● **Task to complete**: Return the entries below verbatim. Pictures stay out.

(Extracted records)
Content starts

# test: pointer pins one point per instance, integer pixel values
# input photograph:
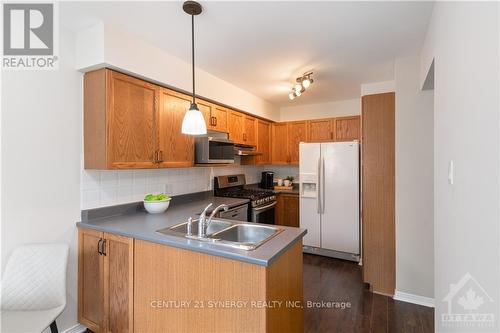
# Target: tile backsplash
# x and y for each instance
(101, 188)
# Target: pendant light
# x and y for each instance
(193, 122)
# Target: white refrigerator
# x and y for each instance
(329, 198)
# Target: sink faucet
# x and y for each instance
(204, 222)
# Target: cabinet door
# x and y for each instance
(174, 148)
(118, 254)
(236, 124)
(347, 128)
(287, 210)
(132, 105)
(219, 114)
(321, 130)
(297, 132)
(279, 147)
(249, 136)
(263, 142)
(90, 279)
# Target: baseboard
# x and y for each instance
(415, 299)
(78, 328)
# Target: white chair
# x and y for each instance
(33, 290)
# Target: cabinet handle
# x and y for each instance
(99, 243)
(103, 251)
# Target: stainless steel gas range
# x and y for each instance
(262, 204)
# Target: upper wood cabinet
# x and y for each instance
(119, 121)
(334, 129)
(279, 146)
(321, 130)
(297, 132)
(250, 134)
(174, 148)
(242, 128)
(105, 281)
(215, 116)
(263, 142)
(236, 126)
(347, 128)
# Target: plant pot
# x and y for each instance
(157, 207)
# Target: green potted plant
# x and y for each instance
(156, 203)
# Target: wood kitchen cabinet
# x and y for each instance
(105, 281)
(250, 134)
(378, 192)
(287, 210)
(347, 128)
(321, 130)
(297, 132)
(236, 126)
(119, 121)
(263, 142)
(242, 128)
(279, 146)
(174, 148)
(285, 141)
(215, 116)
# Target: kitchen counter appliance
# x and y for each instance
(214, 148)
(262, 202)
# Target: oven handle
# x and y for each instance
(265, 207)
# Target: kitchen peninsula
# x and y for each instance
(133, 278)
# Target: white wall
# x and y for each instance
(106, 188)
(377, 87)
(41, 140)
(102, 45)
(414, 182)
(463, 40)
(347, 107)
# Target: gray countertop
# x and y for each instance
(138, 224)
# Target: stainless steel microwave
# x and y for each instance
(212, 149)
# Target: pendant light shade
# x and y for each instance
(193, 122)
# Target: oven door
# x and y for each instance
(264, 214)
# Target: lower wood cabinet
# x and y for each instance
(166, 276)
(127, 285)
(105, 281)
(287, 210)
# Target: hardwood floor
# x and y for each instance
(327, 279)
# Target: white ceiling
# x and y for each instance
(263, 46)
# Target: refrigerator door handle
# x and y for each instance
(318, 195)
(323, 185)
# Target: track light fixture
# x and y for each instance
(302, 83)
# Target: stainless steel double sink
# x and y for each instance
(245, 236)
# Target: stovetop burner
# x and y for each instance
(234, 187)
(241, 192)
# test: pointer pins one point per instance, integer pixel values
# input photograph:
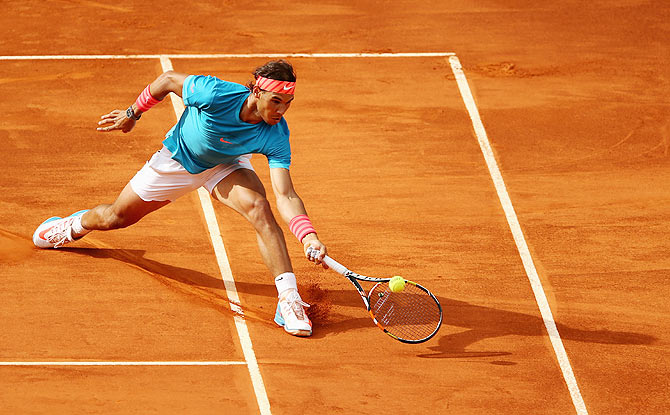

Content ends

● **Solution for this problem**:
# test: pointer pins one point per instance, integer pixel values
# input photograph:
# Target: tile backsplash
# x and y for each instance
(101, 188)
# Target: pendant light
# x and y for each instance
(193, 122)
# Target: white refrigerator
# x and y for each instance
(329, 198)
# Target: sink faucet
# x and y for each instance
(204, 222)
# Target: cabinet door
# x and y for each instance
(174, 148)
(118, 254)
(236, 124)
(347, 128)
(287, 210)
(132, 105)
(219, 114)
(321, 130)
(297, 132)
(279, 147)
(249, 136)
(263, 142)
(90, 279)
# Target: baseboard
# x and y for each instance
(415, 299)
(78, 328)
# Target: white chair
# x and y for each instance
(33, 290)
# Target: cabinet handle
# x and y for each instance
(99, 243)
(103, 251)
# Target: stainless steel gas range
# x and y for each instance
(262, 204)
# Target: upper wood cabinet
# x and y for each instance
(119, 121)
(334, 129)
(279, 146)
(321, 130)
(297, 132)
(250, 134)
(174, 148)
(242, 128)
(105, 281)
(215, 116)
(263, 142)
(236, 126)
(347, 128)
# Target: plant pot
# x and y for each instance
(157, 207)
# Target: green potted plant
# x and y for each instance
(156, 203)
# Target: wood kitchen cabinet
# x and y for each instance
(105, 281)
(250, 134)
(378, 192)
(287, 210)
(347, 128)
(321, 130)
(297, 132)
(236, 126)
(119, 121)
(263, 142)
(242, 128)
(279, 146)
(174, 148)
(285, 141)
(215, 116)
# Target: kitchen counter appliance
# x and y for each instance
(214, 148)
(262, 202)
# Target: oven handle
# x and y for each instance
(265, 207)
# Target: kitchen peninsula
# x and y for each instance
(133, 278)
# Target: white wall
# x and y for each instance
(106, 188)
(377, 87)
(41, 140)
(102, 45)
(414, 182)
(463, 40)
(347, 107)
# Target: gray countertop
# x and y for each instance
(138, 224)
# Target: stainless steel microwave
# x and y for each instance
(212, 149)
# Target: pendant light shade
# x and y for each instance
(193, 122)
# Target: oven door
# x and y for each instance
(264, 214)
# Target: lower wood cabinet
# x and y for each instance
(166, 276)
(127, 285)
(105, 281)
(287, 210)
# Target: hardwood floor
# x and y for each instance
(327, 279)
# Target: white ceiling
# x and y for each instance
(263, 46)
# Target: refrigerator door handle
# x and y for each instance
(318, 195)
(323, 185)
# Target: track light fixture
# x and y for each instance
(302, 83)
# Target: stainless steel double sink
# x and y for each instance
(245, 236)
# Target: stovetop burner
# x and y for each instance
(234, 187)
(241, 192)
# test: pointer pins one point per instance, integer pixel values
# input photograph:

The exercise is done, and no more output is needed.